Aim of the exercise:
Quote the whole listing word for word, please.

========================================

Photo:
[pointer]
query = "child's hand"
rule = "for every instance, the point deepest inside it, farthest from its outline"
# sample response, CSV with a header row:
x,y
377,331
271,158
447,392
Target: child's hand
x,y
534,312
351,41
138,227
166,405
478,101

========================================

Result of this exercise:
Photo:
[pointer]
query = "child's hand"
rule = "for every instance, the point deepest inside it, farthest from its outline"
# sample response, CSV with a header row:
x,y
377,331
271,158
447,392
Target: child's hand
x,y
534,312
351,41
138,227
166,405
478,101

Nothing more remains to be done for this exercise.